▸ **Testo dell'esercizio**:
★ ★ ★ ★ ★

Nel 1871 Ponticelli si vide conferire l’incarico di direttore (il secondo nella storia del penitenziario) della colonia penale agricola di Pianosa, che avrebbe conservato per un ventennio, divenendo a tutti gli effetti l’imperatore dell’isola, secondo l’efficace definizione di don Gaetano Chierici. In questa veste Ponticelli non solo diede alle strutture penitenziarie l’elegante forma architettonica che ancora conservano, ispirata al gusto eclettico del suo tempo; ma soprattutto fece di Pianosa il laboratorio di nuove strategie nel trattamento dei detenuti, una colonia penale modello, in cui si tendeva alla rieducazione dei reclusi attraverso il lavoro dei campi: costante lo sforzo di aggiornamento di Ponticelli nei campi delle tecniche agronomiche, della vinificazione, della floricoltura. Delle sue attenzioni nei confronti dei detenuti fa fede una lettera all’amico don Chierici nella quale, manifestando preoccupazione per le condizioni sanitarie dell’isola, riferisce della sostituzione di due medici del penitenziario, il secondo dei quali, “della forza di 18 somari”, lo costringeva ad improvvisarsi medico lui stesso. La sua attitudine al comando, anche in condizioni di emergenza, traspare dagli episodi dei soccorsi prestati il 4 aprile 1872, alla testa di guardie e detenuti, ai naufraghi del piroscafo spagnolo Quevedo; e il 29 e 30 ottobre 1873 a quelli di un brik tunisino affondato di fronte ai “bagni di Agrippa.
Quando il 24 settembre del 1874 don Gaetano Chierici mise piede sull’isola, invitato dal concittadino Ponticelli, i detenuti della colonia penale erano 600 (muratori ed agricoltori). Favorito in ogni modo dal direttore della colonia, Chierici poté per un mese condurre ricerche nei diversi contesti archeologici dell’isola. A Ponticelli avrebbe dedicato la breve monografia Antichi monumenti della Pianosa, senza mancare di manifestare la sua ammirazione per la “meravigliosa novità d’una terra selvaggia, che l’espiazione della colpa muta in un giardino”. L’esperienza poté essere ripetuta l’anno seguente ed assicurare al Museo di Reggio Emilia un’importante sezione sull’archeologia dell’isola, cui Ponticelli volle aggiungere, a titolo di doni personali, la valvola di acquedotto in bronzo ed un cestino cinese in avorio.

★ ★ ★ ★ ★

▸ **Dati**:
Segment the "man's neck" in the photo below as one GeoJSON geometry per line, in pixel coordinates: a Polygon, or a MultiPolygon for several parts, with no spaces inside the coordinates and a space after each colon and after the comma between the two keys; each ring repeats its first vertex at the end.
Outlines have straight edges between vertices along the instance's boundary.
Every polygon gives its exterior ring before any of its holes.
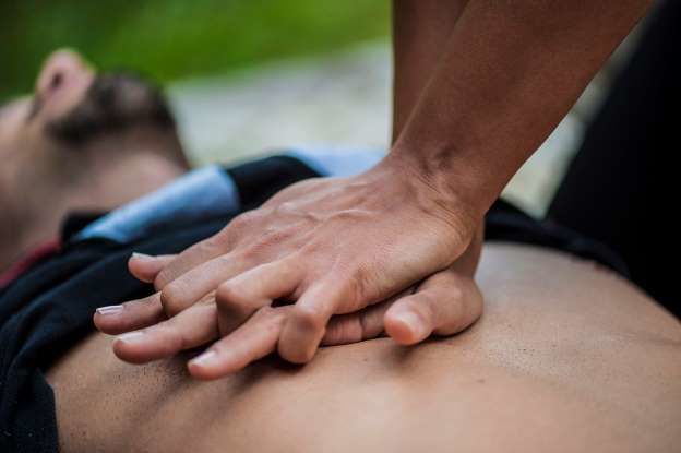
{"type": "Polygon", "coordinates": [[[72,187],[41,183],[0,194],[0,272],[7,271],[43,243],[59,237],[70,212],[110,211],[179,177],[183,169],[152,153],[97,162],[72,187]],[[26,193],[26,192],[24,192],[26,193]],[[29,200],[29,201],[26,201],[29,200]]]}

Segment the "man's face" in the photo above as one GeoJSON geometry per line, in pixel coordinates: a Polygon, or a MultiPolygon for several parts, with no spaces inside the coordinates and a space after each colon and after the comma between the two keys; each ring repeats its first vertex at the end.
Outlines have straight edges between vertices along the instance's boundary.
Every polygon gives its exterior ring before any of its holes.
{"type": "Polygon", "coordinates": [[[131,126],[164,126],[175,133],[154,88],[129,75],[96,75],[77,53],[59,50],[45,62],[33,96],[0,107],[0,167],[69,158],[131,126]]]}

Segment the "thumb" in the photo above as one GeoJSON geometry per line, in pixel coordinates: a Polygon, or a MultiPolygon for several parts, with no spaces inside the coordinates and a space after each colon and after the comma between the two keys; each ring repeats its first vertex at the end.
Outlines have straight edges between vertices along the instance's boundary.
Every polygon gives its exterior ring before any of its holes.
{"type": "Polygon", "coordinates": [[[397,299],[385,312],[383,323],[395,342],[413,345],[433,333],[461,332],[481,313],[482,294],[473,278],[446,270],[427,278],[414,294],[397,299]]]}
{"type": "MultiPolygon", "coordinates": [[[[144,253],[132,253],[128,260],[128,270],[139,281],[153,283],[156,275],[175,260],[177,254],[159,254],[156,257],[144,253]]],[[[158,289],[158,288],[157,288],[158,289]]]]}

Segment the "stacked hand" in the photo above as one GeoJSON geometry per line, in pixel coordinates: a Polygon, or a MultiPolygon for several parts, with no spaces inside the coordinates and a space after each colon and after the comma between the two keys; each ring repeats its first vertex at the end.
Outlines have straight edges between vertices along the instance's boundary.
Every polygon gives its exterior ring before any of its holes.
{"type": "Polygon", "coordinates": [[[275,350],[385,332],[401,344],[471,324],[479,222],[394,165],[296,183],[179,255],[133,257],[158,293],[97,310],[118,357],[146,362],[206,344],[190,372],[214,379],[275,350]]]}

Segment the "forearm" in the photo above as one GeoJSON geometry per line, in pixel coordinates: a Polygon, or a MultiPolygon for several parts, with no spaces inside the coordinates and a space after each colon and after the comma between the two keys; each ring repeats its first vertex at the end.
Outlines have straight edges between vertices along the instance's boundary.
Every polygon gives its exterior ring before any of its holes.
{"type": "Polygon", "coordinates": [[[471,0],[389,160],[481,216],[649,3],[471,0]]]}
{"type": "Polygon", "coordinates": [[[468,0],[393,0],[394,143],[468,0]]]}

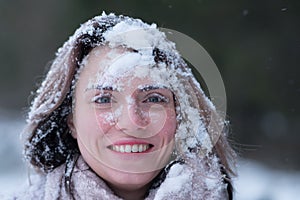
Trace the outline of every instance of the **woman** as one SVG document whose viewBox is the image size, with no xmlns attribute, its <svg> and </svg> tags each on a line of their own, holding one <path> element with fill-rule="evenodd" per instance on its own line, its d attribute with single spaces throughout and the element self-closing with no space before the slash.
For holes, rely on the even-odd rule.
<svg viewBox="0 0 300 200">
<path fill-rule="evenodd" d="M 24 131 L 17 199 L 232 199 L 225 121 L 156 25 L 114 14 L 60 48 Z"/>
</svg>

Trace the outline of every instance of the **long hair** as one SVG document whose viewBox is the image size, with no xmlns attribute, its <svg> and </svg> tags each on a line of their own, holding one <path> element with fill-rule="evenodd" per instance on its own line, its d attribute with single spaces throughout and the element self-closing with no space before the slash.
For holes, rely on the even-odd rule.
<svg viewBox="0 0 300 200">
<path fill-rule="evenodd" d="M 94 47 L 107 44 L 103 34 L 126 19 L 143 23 L 125 16 L 103 14 L 81 25 L 58 50 L 48 74 L 36 92 L 23 133 L 26 141 L 24 154 L 33 167 L 47 173 L 64 163 L 74 163 L 76 155 L 80 154 L 77 142 L 67 125 L 72 112 L 76 74 L 84 57 Z M 174 57 L 167 56 L 168 53 L 163 49 L 154 47 L 152 53 L 156 63 L 165 63 L 167 67 L 172 64 L 183 72 L 190 72 L 183 59 L 175 62 L 172 59 Z M 226 123 L 211 107 L 193 75 L 179 76 L 178 79 L 183 79 L 184 83 L 190 85 L 191 91 L 188 93 L 193 93 L 196 98 L 195 107 L 199 108 L 211 140 L 216 140 L 214 137 L 217 135 L 213 153 L 220 160 L 220 170 L 226 175 L 225 181 L 230 183 L 230 175 L 234 174 L 231 163 L 235 154 L 226 138 Z M 66 173 L 71 170 L 66 169 Z"/>
</svg>

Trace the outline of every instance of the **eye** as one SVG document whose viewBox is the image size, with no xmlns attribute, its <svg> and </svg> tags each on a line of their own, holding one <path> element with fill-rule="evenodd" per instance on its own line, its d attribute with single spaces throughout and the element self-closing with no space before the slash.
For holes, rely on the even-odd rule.
<svg viewBox="0 0 300 200">
<path fill-rule="evenodd" d="M 168 103 L 169 99 L 165 96 L 162 96 L 160 94 L 152 94 L 144 100 L 144 102 L 147 103 Z"/>
</svg>

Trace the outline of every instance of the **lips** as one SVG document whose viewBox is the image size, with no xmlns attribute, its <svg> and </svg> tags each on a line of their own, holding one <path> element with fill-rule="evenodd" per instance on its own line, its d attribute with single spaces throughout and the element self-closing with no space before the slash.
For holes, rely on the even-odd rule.
<svg viewBox="0 0 300 200">
<path fill-rule="evenodd" d="M 148 151 L 152 144 L 122 144 L 122 145 L 110 145 L 109 149 L 119 153 L 143 153 Z"/>
</svg>

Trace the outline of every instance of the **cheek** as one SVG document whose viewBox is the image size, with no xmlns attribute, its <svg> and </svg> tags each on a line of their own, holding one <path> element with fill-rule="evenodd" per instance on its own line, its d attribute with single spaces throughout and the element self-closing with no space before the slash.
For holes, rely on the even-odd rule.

★ ★ ★ ★ ★

▸ **Consegna**:
Trascrivi senza modifiche il passo del testo su Ponticelli e Pianosa che comincia con le parole "Quando il 24" e si chiude con "cinese in avorio.". Per questo lavoro i dati non servono.

▸ **La tua risposta**:
Quando il 24 settembre del 1874 don Gaetano Chierici mise piede sull’isola, invitato dal concittadino Ponticelli, i detenuti della colonia penale erano 600 (muratori ed agricoltori). Favorito in ogni modo dal direttore della colonia, Chierici poté per un mese condurre ricerche nei diversi contesti archeologici dell’isola. A Ponticelli avrebbe dedicato la breve monografia Antichi monumenti della Pianosa, senza mancare di manifestare la sua ammirazione per la “meravigliosa novità d’una terra selvaggia, che l’espiazione della colpa muta in un giardino”. L’esperienza poté essere ripetuta l’anno seguente ed assicurare al Museo di Reggio Emilia un’importante sezione sull’archeologia dell’isola, cui Ponticelli volle aggiungere, a titolo di doni personali, la valvola di acquedotto in bronzo ed un cestino cinese in avorio.